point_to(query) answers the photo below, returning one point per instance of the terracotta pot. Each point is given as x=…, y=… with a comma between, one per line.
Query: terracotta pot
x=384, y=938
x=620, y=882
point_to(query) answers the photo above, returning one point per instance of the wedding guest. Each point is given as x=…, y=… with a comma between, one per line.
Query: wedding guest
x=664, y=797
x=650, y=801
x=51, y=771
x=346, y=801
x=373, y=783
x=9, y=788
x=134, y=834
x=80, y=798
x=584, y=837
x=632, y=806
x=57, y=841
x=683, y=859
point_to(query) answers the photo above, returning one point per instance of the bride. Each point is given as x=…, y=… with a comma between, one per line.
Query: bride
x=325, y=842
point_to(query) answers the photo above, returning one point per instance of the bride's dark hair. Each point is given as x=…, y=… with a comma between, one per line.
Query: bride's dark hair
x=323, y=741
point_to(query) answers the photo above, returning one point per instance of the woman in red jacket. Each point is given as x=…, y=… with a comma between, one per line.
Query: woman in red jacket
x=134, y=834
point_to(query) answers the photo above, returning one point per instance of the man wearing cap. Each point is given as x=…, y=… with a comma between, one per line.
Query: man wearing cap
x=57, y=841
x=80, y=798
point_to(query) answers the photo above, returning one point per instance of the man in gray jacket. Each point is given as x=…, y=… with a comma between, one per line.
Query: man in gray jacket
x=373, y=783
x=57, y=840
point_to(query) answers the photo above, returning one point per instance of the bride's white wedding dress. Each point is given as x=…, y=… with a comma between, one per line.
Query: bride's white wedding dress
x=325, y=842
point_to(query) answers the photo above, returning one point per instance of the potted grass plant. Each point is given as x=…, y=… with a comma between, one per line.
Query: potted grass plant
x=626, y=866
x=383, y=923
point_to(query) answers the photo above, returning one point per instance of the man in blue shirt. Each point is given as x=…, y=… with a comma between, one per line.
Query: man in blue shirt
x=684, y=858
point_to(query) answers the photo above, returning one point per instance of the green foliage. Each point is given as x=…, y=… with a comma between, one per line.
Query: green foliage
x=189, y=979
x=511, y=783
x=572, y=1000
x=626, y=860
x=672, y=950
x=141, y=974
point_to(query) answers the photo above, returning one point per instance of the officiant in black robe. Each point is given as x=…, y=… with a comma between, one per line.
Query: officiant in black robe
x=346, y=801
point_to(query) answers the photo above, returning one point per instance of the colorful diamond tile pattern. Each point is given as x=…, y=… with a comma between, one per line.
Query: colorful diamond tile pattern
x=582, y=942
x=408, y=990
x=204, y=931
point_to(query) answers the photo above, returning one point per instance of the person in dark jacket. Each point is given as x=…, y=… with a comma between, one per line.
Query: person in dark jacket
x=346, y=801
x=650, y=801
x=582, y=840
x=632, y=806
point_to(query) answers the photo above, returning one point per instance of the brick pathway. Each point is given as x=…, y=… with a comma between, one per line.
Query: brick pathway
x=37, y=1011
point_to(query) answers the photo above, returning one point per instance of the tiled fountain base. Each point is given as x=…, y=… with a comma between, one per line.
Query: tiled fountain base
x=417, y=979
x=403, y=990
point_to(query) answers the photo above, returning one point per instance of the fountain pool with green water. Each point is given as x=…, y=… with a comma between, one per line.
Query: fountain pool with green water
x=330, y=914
########
**DIRECTIONS FOR THIS TASK:**
Write out the records above exactly, from the opening line to the line with "of the woman", including both, with nothing added.

**EXPECTED OUTPUT:**
point_to(query) answers the photo below, returning one point per instance of the terracotta pot. Each point is given as x=…, y=… with a comma between, one per line.
Query: terracotta pot
x=384, y=938
x=620, y=882
point_to(query) answers the photo above, returning one point per instance of the wedding guest. Each point is given as x=…, y=… with a comma between, one per line.
Query: wedding guest
x=664, y=797
x=650, y=801
x=51, y=771
x=346, y=801
x=373, y=783
x=9, y=788
x=134, y=834
x=80, y=798
x=584, y=837
x=632, y=806
x=57, y=841
x=683, y=859
point_to(query) answers the photo above, returning one point per instance of the bride. Each point is given as x=…, y=… with a comma between, one per line.
Query: bride
x=325, y=842
point_to(query) answers the photo above, returning one point per instance of the bride's dark hair. Each point is given as x=…, y=… with a comma between, one per line.
Query: bride's dark hair
x=323, y=741
point_to(query) answers the photo above, returning one point per instance of the woman in red jacket. Each point is given as x=…, y=… with a comma between, one per line.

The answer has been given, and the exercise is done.